## GEKOZEN FRAGMENT
◆ ◆ ◆ ◆ ◆

Einde aan geweld tegen Rohingya

Met dank overgenomen van E.M.J. (Lilianne) PloumenĀ i, gepubliceerd op dinsdag 16 januari 2018.

1.

Einde aan geweld tegen Rohingya

De onmacht en wanhoop, dat is wat mij altijd bij zal blijven na mijn bezoek aan de vluchtelingenkampen van Rohingya in Bangladesh.

Net zoveel mensen als er wonen in de stad Den Haag, zitten bij elkaar onder erbarmelijke omstandigheden. Ze zijn alles kwijtgeraakt. Vrouwen en meisjes zijn verkracht, vaders en zoons vermoord. We moeten in actie komen om deze gruwelijkheden te stoppen en deze mensen te helpen.

Honderdduizenden Rohingya zijn bruut verjaagd uit hun land en duizenden mensen zijn vermoord.

De Rohingya in Myanmar worden al jarenlang onderdrukt door de Boeddhistische bevolking van dat land. Ze hoorden er eigenlijk nooit echt bij. Met de verkiezing van Aung San Suu Kyi tot leider van het land was er de hoop dat dat zou veranderen. Zij, als winnares van de Nobelprijs voor de Vrede, zou immers wellicht meer oog hebben voor de Myanmar en de andere minderheden in het land. Toen ik Suu Kyi bezocht in 2013 probeerde ik met haar het gesprek aan te gaan, maar helaas reageerde ze toen ontwijkend op mijn vragen. En we hebben allemaal kunnen zien wat er de afgelopen tijd heeft plaatsgevonden. Honderdduizenden Rohingya zijn bruut verjaagd uit hun land en duizenden mensen zijn vermoord. Dorpen waar Rohingya woonden zijn met de grond gelijk gemaakt. Etnische zuiveringen, waar je haren recht van overeind gaan staan.

◆ ◆ ◆ ◆ ◆

## OPDRACHT A
Geef voor elke bewering aan of ze overeenkomt met het fragment over de Rohingya, met ja of nee en een letterlijk citaat als onderbouwing. (i) De schrijver bezocht Suu Kyi in 2013. (ii) Suu Kyi ging uitgebreid in op de vragen van de schrijver. (iii) De bezochte vluchtelingenkampen liggen in Myanmar.
## OPDRACHT B
Met de inwoners van welke stad vergelijkt het fragment het aantal mensen in de kampen?
## OPDRACHT C
Hervat het stuk over het geweld tegen de Rohingya na de laatste zin van het fragment.
De items zijn voor het werk met het fragment niet nodig.

Onttrokken gegevensitems:

◆ ◆ ◆ ◆ ◆

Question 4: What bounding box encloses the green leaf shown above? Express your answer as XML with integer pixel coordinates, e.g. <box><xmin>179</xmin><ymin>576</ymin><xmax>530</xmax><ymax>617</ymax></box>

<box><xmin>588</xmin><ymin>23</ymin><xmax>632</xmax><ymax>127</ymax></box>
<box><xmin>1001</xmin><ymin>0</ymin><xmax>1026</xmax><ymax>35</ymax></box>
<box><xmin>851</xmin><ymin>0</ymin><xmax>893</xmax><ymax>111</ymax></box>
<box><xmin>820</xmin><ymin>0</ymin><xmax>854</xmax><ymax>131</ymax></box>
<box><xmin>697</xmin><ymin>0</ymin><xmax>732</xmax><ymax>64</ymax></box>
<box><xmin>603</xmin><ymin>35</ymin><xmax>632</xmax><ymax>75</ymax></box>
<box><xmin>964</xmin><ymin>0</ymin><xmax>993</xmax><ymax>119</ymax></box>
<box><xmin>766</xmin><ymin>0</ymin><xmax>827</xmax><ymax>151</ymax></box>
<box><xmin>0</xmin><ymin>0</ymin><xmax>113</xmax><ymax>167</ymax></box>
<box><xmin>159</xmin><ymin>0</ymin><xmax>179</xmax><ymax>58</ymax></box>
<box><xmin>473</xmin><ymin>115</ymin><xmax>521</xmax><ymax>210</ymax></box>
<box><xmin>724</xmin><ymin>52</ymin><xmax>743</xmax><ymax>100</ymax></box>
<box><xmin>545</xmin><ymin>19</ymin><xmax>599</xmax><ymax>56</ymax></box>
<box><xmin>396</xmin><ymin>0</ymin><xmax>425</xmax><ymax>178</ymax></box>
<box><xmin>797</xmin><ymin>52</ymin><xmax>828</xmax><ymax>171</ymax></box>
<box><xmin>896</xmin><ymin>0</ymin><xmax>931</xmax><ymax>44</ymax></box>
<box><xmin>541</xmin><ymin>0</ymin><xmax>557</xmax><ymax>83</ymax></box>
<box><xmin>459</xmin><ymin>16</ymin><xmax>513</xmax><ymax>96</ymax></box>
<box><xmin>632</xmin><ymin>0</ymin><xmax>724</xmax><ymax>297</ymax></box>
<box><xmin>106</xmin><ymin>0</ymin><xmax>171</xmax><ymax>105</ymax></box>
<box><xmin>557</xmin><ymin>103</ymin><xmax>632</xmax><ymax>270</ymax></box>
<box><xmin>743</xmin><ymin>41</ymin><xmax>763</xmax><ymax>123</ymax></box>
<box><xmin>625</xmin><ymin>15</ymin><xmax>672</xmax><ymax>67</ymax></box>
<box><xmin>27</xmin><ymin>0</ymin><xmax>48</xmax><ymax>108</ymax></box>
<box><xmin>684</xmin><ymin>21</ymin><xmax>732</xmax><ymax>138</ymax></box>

◆ ◆ ◆ ◆ ◆

## ANTWOORD A
(i) Ja: "Toen ik Suu Kyi bezocht in 2013"
(ii) Nee: "helaas reageerde ze toen ontwijkend op mijn vragen"
(iii) Nee: "de vluchtelingenkampen van Rohingya in Bangladesh"

## ANTWOORD B
Met de inwoners van Den Haag.

## ANTWOORD C
De werkelijkheid is nog erger dan ik had kunnen denken.

Ik ben zo geschrokken van wat ik las in de kranten en zag op tv, dat ik er zelf naar toe wilde. Met eigen ogen zien wat er gebeurt in Bangladesh, hoe het gaat met de vluchtelingen en wat we voor hen kunnen doen. En de werkelijkheid is nog erger dan ik had kunnen denken. Vooral het verhaal van twee oude mensen is mij bijgebleven. Vier dagen lang zijn ze op de ruggen van anderen - ze konden zelf nauwelijks meer lopen - door de bossen getrokken. Op zoek naar veiligheid. Hun zoon is vermoord, hun huis verbrand. Nu zitten ze in een hutje in Bangladesh en ze durven nooit meer naar huis.

We moeten iets doen.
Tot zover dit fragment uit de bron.